What this task involves:
Set down exactly, from the records below, the line with "like [544, 84]." through the line with "like [321, 156].", and nothing else.

Records from a data source
----------------
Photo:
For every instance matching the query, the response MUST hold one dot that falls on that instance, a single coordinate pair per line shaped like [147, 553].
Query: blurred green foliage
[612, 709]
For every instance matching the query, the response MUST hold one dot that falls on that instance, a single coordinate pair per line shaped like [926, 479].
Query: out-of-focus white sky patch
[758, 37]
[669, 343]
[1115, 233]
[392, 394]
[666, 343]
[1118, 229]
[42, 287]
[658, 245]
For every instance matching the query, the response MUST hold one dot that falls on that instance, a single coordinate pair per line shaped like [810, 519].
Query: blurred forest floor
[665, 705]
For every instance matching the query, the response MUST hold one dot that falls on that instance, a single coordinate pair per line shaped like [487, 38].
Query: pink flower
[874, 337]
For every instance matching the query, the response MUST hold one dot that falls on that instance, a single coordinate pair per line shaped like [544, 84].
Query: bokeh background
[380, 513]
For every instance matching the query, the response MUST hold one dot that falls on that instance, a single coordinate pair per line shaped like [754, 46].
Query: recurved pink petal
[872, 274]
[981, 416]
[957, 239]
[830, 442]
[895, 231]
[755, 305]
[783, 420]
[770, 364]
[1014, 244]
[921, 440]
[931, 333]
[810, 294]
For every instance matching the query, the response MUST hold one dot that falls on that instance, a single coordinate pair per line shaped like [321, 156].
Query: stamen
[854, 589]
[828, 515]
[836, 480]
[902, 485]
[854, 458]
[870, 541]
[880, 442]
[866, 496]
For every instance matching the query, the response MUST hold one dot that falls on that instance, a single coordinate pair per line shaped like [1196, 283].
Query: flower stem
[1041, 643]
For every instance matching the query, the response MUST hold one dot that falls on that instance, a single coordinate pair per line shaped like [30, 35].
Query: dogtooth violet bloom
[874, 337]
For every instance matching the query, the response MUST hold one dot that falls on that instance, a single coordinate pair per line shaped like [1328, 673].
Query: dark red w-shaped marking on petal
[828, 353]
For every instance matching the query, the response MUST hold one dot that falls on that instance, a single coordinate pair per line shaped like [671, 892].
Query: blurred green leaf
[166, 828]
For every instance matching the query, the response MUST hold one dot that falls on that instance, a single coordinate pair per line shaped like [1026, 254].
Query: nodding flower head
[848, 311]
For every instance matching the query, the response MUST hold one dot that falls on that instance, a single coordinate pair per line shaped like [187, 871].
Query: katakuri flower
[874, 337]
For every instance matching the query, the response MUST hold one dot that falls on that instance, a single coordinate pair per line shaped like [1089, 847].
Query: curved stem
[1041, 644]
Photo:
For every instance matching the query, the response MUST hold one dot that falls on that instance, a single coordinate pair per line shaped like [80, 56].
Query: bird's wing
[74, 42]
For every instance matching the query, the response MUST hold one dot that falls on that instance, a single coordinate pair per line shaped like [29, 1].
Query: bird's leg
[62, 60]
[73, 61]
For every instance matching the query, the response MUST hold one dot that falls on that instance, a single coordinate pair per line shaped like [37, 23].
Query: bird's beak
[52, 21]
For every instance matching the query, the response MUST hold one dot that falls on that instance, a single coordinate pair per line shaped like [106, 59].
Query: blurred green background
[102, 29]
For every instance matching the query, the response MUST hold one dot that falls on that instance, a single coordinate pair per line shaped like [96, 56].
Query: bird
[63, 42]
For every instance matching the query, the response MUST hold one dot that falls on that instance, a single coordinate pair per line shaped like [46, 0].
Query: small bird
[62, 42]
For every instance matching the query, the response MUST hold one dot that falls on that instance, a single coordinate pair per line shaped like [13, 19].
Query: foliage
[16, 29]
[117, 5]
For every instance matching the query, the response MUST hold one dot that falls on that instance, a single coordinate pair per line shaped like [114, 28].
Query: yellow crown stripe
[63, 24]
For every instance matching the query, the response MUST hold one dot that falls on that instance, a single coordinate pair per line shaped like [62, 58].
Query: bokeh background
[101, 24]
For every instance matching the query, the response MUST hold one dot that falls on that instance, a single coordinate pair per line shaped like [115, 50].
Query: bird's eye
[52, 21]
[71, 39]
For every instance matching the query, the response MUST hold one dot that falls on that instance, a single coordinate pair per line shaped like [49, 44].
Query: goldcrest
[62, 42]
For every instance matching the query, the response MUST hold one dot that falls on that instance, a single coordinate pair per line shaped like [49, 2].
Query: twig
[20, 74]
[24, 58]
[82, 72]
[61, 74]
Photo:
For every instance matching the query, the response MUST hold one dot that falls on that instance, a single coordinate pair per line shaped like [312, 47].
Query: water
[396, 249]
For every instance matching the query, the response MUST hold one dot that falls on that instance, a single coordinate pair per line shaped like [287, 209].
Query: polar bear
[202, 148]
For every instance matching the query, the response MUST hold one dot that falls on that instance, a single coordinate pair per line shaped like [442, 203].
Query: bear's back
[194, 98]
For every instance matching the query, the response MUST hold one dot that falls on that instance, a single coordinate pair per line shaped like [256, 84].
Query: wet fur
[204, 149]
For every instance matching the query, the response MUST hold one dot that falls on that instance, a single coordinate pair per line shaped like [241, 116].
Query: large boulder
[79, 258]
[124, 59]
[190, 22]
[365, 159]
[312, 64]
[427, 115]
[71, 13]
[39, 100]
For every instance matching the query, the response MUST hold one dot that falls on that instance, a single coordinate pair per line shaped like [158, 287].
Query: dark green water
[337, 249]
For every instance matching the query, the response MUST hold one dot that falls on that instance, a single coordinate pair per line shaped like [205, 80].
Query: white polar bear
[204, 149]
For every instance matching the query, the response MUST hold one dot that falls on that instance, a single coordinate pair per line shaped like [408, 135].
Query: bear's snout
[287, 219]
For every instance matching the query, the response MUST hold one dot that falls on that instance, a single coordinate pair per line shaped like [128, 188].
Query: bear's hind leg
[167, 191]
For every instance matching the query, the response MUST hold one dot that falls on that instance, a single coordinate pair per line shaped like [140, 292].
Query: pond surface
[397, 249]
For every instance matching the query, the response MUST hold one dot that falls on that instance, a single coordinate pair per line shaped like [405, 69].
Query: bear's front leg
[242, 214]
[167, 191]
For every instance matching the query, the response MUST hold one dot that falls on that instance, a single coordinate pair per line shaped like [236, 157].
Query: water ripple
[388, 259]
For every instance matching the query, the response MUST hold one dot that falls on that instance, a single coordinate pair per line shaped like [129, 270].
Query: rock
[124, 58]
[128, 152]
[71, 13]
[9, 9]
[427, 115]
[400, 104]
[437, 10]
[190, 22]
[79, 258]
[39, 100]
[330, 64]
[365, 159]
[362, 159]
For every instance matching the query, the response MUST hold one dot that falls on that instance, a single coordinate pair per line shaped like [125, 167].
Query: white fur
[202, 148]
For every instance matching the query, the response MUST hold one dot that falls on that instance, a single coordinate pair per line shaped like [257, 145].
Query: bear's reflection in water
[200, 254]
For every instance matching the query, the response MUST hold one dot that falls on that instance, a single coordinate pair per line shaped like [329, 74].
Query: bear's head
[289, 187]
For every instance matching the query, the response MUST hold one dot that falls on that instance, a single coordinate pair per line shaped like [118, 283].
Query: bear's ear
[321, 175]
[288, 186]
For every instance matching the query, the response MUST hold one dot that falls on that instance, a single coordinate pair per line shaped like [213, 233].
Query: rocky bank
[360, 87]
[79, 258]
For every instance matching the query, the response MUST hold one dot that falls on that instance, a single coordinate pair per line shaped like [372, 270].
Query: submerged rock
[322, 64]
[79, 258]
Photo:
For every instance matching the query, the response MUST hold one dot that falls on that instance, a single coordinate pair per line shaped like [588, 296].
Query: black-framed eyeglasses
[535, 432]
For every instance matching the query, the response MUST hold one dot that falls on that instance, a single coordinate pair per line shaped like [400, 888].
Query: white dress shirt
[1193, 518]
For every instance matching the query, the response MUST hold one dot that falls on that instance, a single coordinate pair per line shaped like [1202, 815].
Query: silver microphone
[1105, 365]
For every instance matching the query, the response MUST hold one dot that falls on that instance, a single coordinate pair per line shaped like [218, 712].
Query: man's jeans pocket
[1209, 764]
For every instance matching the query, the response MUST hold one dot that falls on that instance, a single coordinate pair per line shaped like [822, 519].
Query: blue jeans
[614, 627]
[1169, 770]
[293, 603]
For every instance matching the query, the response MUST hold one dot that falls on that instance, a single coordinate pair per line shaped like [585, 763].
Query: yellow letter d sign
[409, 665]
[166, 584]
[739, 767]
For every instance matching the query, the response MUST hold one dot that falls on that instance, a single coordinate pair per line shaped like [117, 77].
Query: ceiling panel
----------------
Output of the task:
For every instance matching the query, the response MUST hold one dot that falls on that instance, a single coordinate pair per line shaped like [544, 84].
Query: bokeh background
[380, 513]
For every instance matching the query, the response MUST hold one dot that falls on that instance, a single coordinate pair per line shaped like [754, 46].
Query: recurved pink petal
[872, 274]
[981, 416]
[957, 239]
[830, 442]
[895, 231]
[755, 305]
[783, 420]
[770, 364]
[1014, 244]
[921, 440]
[931, 333]
[810, 294]
For every instance matching the query, the response MUST hold one dot that falls on that instance, a single coordinate pair per line shaped like [321, 156].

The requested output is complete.